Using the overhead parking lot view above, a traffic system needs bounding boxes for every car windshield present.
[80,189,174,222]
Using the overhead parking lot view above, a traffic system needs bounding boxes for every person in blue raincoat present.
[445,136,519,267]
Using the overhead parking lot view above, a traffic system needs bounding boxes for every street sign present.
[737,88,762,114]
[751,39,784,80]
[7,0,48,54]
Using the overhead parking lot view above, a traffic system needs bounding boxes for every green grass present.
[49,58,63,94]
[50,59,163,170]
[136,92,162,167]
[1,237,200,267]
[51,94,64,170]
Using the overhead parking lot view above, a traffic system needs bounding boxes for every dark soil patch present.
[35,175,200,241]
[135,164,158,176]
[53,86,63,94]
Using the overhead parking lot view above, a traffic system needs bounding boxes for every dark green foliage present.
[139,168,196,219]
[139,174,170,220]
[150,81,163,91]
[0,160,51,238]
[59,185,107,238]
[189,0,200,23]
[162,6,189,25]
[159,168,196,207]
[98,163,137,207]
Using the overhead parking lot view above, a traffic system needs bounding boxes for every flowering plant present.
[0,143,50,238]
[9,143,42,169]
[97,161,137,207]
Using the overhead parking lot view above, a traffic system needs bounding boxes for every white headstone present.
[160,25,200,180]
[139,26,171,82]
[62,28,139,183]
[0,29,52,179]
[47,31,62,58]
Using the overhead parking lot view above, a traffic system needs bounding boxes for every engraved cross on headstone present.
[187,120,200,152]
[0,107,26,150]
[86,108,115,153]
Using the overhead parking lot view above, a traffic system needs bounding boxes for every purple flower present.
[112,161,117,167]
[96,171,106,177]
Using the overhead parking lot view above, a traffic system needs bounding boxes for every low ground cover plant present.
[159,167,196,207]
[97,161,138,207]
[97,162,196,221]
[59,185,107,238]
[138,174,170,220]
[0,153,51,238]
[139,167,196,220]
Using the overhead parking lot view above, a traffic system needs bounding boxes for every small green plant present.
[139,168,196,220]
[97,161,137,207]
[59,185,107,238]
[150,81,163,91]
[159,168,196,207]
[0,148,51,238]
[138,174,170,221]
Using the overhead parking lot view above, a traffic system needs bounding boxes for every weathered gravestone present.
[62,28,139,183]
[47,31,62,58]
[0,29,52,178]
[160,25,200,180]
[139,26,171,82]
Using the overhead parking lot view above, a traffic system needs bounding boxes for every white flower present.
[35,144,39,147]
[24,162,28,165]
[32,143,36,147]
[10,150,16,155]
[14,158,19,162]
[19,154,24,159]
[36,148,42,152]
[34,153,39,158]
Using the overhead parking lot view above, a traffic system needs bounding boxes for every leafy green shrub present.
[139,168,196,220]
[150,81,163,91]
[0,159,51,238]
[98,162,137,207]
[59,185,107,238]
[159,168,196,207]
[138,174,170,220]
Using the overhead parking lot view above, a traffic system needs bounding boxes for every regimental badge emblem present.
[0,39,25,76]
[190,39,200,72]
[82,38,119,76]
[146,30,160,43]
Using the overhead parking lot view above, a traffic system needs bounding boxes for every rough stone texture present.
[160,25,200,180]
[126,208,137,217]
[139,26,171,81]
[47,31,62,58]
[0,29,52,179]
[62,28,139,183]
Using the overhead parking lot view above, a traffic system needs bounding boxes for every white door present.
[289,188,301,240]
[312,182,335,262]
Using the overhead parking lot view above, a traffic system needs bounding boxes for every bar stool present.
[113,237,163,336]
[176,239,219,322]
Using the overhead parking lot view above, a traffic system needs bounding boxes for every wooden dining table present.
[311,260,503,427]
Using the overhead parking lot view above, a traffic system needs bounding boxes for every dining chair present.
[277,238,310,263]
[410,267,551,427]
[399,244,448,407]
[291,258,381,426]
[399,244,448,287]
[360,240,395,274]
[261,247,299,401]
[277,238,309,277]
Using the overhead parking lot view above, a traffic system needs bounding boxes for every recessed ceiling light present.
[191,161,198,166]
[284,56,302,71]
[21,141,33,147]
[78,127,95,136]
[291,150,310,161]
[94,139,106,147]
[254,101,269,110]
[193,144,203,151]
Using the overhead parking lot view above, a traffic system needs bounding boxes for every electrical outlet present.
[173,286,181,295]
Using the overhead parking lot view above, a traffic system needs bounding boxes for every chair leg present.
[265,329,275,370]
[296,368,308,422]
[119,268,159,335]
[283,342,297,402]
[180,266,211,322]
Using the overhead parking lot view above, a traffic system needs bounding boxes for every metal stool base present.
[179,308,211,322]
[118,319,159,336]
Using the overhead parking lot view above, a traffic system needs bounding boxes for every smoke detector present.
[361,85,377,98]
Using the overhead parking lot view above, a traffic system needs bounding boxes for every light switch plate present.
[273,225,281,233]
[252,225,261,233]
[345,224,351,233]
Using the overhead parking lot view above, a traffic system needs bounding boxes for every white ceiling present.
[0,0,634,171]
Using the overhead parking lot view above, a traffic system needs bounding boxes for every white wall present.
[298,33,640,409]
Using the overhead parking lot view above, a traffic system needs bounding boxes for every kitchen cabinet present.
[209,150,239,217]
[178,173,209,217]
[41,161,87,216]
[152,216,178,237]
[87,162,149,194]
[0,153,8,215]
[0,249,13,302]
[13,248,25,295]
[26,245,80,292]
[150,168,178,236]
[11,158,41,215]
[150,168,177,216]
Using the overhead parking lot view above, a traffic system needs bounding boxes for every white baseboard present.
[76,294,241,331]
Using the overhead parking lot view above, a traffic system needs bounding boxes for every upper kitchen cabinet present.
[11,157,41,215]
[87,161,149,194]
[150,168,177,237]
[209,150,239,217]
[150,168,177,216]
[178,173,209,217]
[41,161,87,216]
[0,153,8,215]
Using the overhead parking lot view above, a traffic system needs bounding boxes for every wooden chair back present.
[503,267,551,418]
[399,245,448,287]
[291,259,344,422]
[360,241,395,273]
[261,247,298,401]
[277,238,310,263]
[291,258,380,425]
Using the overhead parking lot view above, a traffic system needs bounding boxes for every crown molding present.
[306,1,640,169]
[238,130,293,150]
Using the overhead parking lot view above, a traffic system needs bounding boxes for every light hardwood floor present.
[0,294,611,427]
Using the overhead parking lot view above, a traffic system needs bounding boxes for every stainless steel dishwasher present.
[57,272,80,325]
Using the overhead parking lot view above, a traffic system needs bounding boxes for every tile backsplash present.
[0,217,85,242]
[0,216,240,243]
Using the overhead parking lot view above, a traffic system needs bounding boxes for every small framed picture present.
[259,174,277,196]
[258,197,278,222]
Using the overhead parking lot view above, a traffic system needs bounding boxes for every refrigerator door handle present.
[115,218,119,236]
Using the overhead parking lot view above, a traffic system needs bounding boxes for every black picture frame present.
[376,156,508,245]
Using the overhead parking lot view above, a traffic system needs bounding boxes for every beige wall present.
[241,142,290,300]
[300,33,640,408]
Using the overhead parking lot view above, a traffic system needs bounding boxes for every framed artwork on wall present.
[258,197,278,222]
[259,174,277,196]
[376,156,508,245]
- - -
TASK TO COMPLETE: Whatever the number of entries above, each one is to be copied exactly.

EXPECTED ANSWER:
Using the overhead parking lot view above, a traffic system needs bounding boxes for every car windshield present.
[80,189,174,222]
Using the overhead parking lot view above, a traffic system needs bounding boxes for every person in blue raincoat present.
[445,136,519,267]
Using the overhead parking lot view above, a traffic system needs bounding boxes for every street sign present.
[737,88,762,114]
[751,39,784,80]
[7,0,48,54]
Using the overhead parking lot view above, a traffic system needs bounding boxes for every green grass present.
[49,58,63,94]
[50,59,163,170]
[136,92,162,167]
[1,237,200,267]
[51,94,64,170]
Using the overhead parking lot view above, a traffic system needs bounding boxes for every dark soil patch present.
[35,175,200,241]
[135,164,158,176]
[53,86,63,94]
Using the overhead parking lot view above, a traffic system needs bounding boxes for every dark green foliage present.
[139,168,196,219]
[139,174,170,220]
[150,81,163,91]
[0,160,51,238]
[59,185,107,238]
[189,0,200,23]
[162,6,189,25]
[159,168,196,207]
[98,163,137,207]
Using the overhead parking lot view above, a traffic system needs bounding boxes for every flowering plant present.
[0,143,50,238]
[9,143,42,169]
[97,161,137,207]
Using the overhead parking lot view above, a traffic system needs bounding boxes for every white headstone present.
[160,25,200,180]
[139,26,171,82]
[62,28,139,183]
[0,29,52,179]
[47,31,62,58]
Using the overhead parking lot view above, a traffic system needs bounding boxes for every engraved cross on headstone present.
[187,120,200,152]
[0,107,26,150]
[86,108,115,153]
Using the overhead parking lot view above, a traffic system needs bounding boxes for every purple flower present.
[112,161,117,167]
[96,171,106,177]
Using the overhead parking lot view above, a traffic system needs bounding boxes for every low ground cover plant present.
[159,167,196,207]
[97,161,138,207]
[97,162,196,221]
[59,185,107,238]
[138,174,170,220]
[0,153,51,238]
[139,167,196,220]
Using the overhead parking lot view above, a traffic system needs bounding boxes for every small green plant present.
[139,168,196,220]
[97,161,137,207]
[59,185,107,238]
[150,81,163,91]
[159,168,196,207]
[0,148,51,238]
[138,174,170,221]
Using the overhead parking lot view above, a traffic system needs bounding boxes for every weathered gravestone present.
[62,28,139,183]
[47,31,62,58]
[0,29,52,178]
[160,25,200,180]
[139,26,171,82]
Using the overhead parking lot view above, a traffic system needs bounding boxes for every white flower present.
[35,144,39,147]
[24,162,28,165]
[32,143,36,147]
[10,150,16,155]
[14,158,19,162]
[19,154,24,159]
[36,148,42,152]
[34,153,39,158]
Using the overhead parking lot view above, a traffic system needs bounding boxes for every leafy green shrub present.
[139,168,196,220]
[150,81,163,91]
[0,159,51,238]
[98,162,137,207]
[59,185,107,238]
[159,168,196,207]
[138,174,170,220]
Using the overhead parking lot view above, a traffic system needs bounding boxes for every regimental badge emblem present.
[0,39,25,76]
[190,39,200,72]
[82,38,119,76]
[146,30,160,43]
Using the overhead parking lot view above, a traffic system needs bounding boxes for every rough stone texture present.
[160,25,200,180]
[126,208,137,217]
[139,26,171,81]
[47,31,62,58]
[0,29,52,179]
[62,28,139,183]
Using the overhead parking lot view above, a traffic system needs bounding boxes for every white door present.
[289,188,301,240]
[312,182,335,262]
Using the overhead parking lot view above, a traffic system needs bounding boxes for every bar stool present.
[113,237,163,336]
[176,239,219,322]
Using the overhead parking lot view above, a traffic system needs bounding boxes for every wooden dining table present.
[311,260,503,427]
Using the overhead parking lot view above, a traffic system needs bounding boxes for every dining chair present.
[277,238,310,263]
[410,267,551,427]
[399,244,448,407]
[291,258,381,426]
[399,244,448,287]
[360,240,395,274]
[261,247,299,401]
[277,238,309,277]
Using the overhead parking lot view above, a traffic system needs bounding boxes for every recessed ceiling light present.
[191,161,198,166]
[284,56,302,71]
[21,141,33,147]
[78,127,95,136]
[291,150,310,161]
[94,139,106,147]
[254,101,269,110]
[193,144,203,151]
Using the overhead parking lot view above, a traffic system needs bounding boxes for every electrical outlet present.
[173,286,181,295]
Using the overhead parking lot view above, a traffic system needs bounding boxes for every chair leg present.
[265,329,275,370]
[296,368,308,422]
[119,268,159,335]
[283,342,297,402]
[180,266,211,322]
Using the overhead parking lot view above, a traffic system needs bounding boxes for every metal stool base present.
[179,308,211,322]
[118,319,159,336]
Using the overhead parking lot view above, a traffic system needs bounding boxes for every smoke detector present.
[361,85,377,98]
Using the overhead parking lot view above, a traffic system needs bounding boxes for every light switch plate present.
[273,225,281,233]
[252,225,261,233]
[345,224,351,233]
Using the overhead parking lot view above, a traffic system needs bounding boxes for every white ceiling present.
[0,0,634,171]
Using the overhead parking lot view above, a traffic system needs bounding boxes for every white wall present.
[298,33,640,409]
Using the overhead parking lot view above, a traffic system needs bounding boxes for every kitchen cabinet present.
[209,150,239,217]
[178,173,209,217]
[41,161,87,216]
[152,216,178,237]
[87,162,149,194]
[0,153,8,215]
[0,249,13,302]
[13,248,25,295]
[26,245,80,292]
[150,168,178,236]
[11,158,41,215]
[150,168,177,216]
Using the overhead parking lot view above, a traffic system needs bounding boxes for every white baseboard present.
[76,294,241,331]
Using the overhead parking lot view above, a traffic system needs bounding boxes for every upper kitchen cabinet present.
[11,157,41,215]
[87,161,149,194]
[150,168,177,237]
[209,150,239,217]
[150,168,177,216]
[178,173,209,217]
[41,161,87,216]
[0,153,8,215]
Using the overhead parking lot view above, a traffic system needs bounding boxes for every wooden chair back present.
[503,267,551,418]
[399,245,448,287]
[291,259,344,422]
[360,241,395,273]
[261,247,298,401]
[277,238,310,263]
[291,258,380,425]
Using the overhead parking lot view above, a traffic system needs bounding boxes for every crown molding present.
[306,1,640,169]
[238,130,293,150]
Using the overhead parking lot view above, a traffic system needs bounding boxes for every light hardwood floor present.
[0,294,611,427]
Using the overhead parking lot view above, a traffic system needs bounding boxes for every stainless steel dishwasher present.
[57,272,80,325]
Using the overhead parking lot view above, a traffic system needs bounding boxes for every tile backsplash present.
[0,217,85,242]
[0,216,240,243]
Using the overhead parking lot view above, a traffic system needs bounding boxes for every small framed picture present.
[259,174,277,196]
[258,197,278,222]
Using the overhead parking lot view above, a traffic system needs bounding boxes for every refrigerator door handle present.
[115,218,119,236]
Using the overhead parking lot view above, a traffic system needs bounding boxes for every black picture frame present.
[376,156,508,245]
Using the overhead parking lot view above, a traffic system needs bounding boxes for every beige wall present.
[241,142,290,300]
[300,33,640,408]
Using the overhead parking lot view above, a traffic system needs bounding boxes for every framed artwork on wall present.
[258,197,278,222]
[259,174,277,196]
[376,156,508,245]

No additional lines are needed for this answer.